== SELECTION ==
Saturday, 15 October 2016

Shopping in Istanbul

A slightly later start to the day had us on the tram to Çembelitas for a walk through the Bazaars.  We started at the Çemberlitas Column, erected by order of Emperor Constantine to celebrate Constantinople's dedication as the capital of the Roman Empire in 330.

As we headed down to the Grand Bazaar, a gentleman pointed out a short cut to the Bazaar and explained to us that when he was a child, Çembelitas was a place for families, however it had now become an area of commerce.  As luck would have it, his family were carpet merchants!  He invited us to view his carpets, which we politely declined, however asked about the Hammami, and he took us back up the street to its entrance.  His friend (and masseuse) was just turning up for work, so when we told him we would be back later, he gave us the name of the masseuse and we agreed that 3pm would be a good time for a Turkish Bath.


We headed down into the Grand Bazaar - one of the largest and oldest covered markets in the world.  Reputed to have between 3,000 and 4,000 shops, our friend from earlier in the day told us that due to the downturn in tourism about 1,000 of these had closed.  It was certainly very quiet with the traders trying to gain our attention.

After purchasing some Turkish Delight, we wandered, eventually succumbing to a shop selling hand embroidered table cloths, runners etc.  The young man invited us in and so started the theatre that surrounded our purchase!  Firstly, we needed to indicate what size we wanted - table runner - and then we were shown every design that was in the shop in that size.  We were offered, and accepted, tea which was brought from a neighbouring stall by a young boy.  During this process, the second chap kept Michael occupied and chatting (not sure who was the chattiest!)  Next we narrowed our choices down to about half a dozen. At this stage, we started to talk price and eventually agreed though not before the young man advised that if he could marry Caitlin then we could have the whole shop!


We continued to wander around the bazaar, eventually exiting and working our way down to the Spice Market - sometimes known as the Egyptian Market because it is said to have been built with the proceeds from the eyalet (administrative area) of Egypt in the 1660s.  Initially the centre of the spice trade in Istanbul, it now houses shops of all kinds and is said to be the main market for the locals.  When visiting in 2005, I had preferred this market to the Grand Bazaar, however this visit, I felt it had become run down and the traders a lot more aggressive.  Many of the displays had signs indicating that they would not 'haggle' but the price indicated was the 'best' price.

== WRITTEN PROBLEM A ==
Return the part of the Istanbul shopping post that opens with the words containing "We continued to" and closes with "the 'best' price.".

== GIVEN INFORMATION ==
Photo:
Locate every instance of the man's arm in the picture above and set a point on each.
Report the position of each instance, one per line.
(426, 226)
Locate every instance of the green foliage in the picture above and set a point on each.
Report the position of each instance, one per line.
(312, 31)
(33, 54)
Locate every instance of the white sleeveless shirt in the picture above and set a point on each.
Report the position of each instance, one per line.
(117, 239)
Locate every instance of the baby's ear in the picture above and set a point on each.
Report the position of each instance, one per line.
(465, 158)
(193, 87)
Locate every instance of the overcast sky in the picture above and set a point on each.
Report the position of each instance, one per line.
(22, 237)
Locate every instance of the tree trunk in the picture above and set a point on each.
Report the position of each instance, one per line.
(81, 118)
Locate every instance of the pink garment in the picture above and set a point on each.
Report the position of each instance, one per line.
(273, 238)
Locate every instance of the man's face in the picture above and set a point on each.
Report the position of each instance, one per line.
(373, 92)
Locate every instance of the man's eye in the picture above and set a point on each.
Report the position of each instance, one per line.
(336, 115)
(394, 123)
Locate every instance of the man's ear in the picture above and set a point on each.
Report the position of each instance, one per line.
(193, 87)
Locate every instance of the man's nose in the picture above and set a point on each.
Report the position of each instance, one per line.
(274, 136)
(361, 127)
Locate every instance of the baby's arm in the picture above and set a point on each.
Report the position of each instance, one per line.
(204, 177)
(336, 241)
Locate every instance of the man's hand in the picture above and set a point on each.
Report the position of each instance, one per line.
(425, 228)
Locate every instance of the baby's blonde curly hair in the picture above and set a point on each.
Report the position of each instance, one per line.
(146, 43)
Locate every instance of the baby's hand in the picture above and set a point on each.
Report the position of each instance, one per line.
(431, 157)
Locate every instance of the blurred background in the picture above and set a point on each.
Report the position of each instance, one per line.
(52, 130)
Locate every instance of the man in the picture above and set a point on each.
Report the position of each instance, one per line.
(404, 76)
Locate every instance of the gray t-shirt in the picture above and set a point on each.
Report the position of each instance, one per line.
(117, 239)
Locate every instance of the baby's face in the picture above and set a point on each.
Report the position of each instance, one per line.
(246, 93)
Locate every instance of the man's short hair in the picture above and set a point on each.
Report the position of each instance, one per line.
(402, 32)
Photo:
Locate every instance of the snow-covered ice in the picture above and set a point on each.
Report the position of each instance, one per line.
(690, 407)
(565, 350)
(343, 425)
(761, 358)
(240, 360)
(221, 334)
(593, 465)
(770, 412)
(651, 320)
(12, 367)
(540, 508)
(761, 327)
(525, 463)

== WRITTEN PROBLEM B ==
Locate each line of the listing that contains the word "hand", and copy those lines.

== OUTPUT A ==
We continued to wander around the bazaar, eventually exiting and working our way down to the Spice Market - sometimes known as the Egyptian Market because it is said to have been built with the proceeds from the eyalet (administrative area) of Egypt in the 1660s.  Initially the centre of the spice trade in Istanbul, it now houses shops of all kinds and is said to be the main market for the locals.  When visiting in 2005, I had preferred this market to the Grand Bazaar, however this visit, I felt it had become run down and the traders a lot more aggressive.  Many of the displays had signs indicating that they would not 'haggle' but the price indicated was the 'best' price.

== OUTPUT B ==
Locate every instance of the man's hand in the picture above and set a point on each.
Locate every instance of the baby's hand in the picture above and set a point on each.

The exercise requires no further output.